-- TASK BRIEF --
Please write down every one of the items below word for word, changing nothing.

-- EXERCISE DATA --

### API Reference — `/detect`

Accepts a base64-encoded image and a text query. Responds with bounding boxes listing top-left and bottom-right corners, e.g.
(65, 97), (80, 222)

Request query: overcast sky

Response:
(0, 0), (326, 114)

-- FINAL RESULT --
### API Reference — `/detect`

Accepts a base64-encoded image and a text query. Responds with bounding boxes listing top-left and bottom-right corners, e.g.
(65, 97), (80, 222)

Request query: overcast sky

Response:
(0, 0), (326, 114)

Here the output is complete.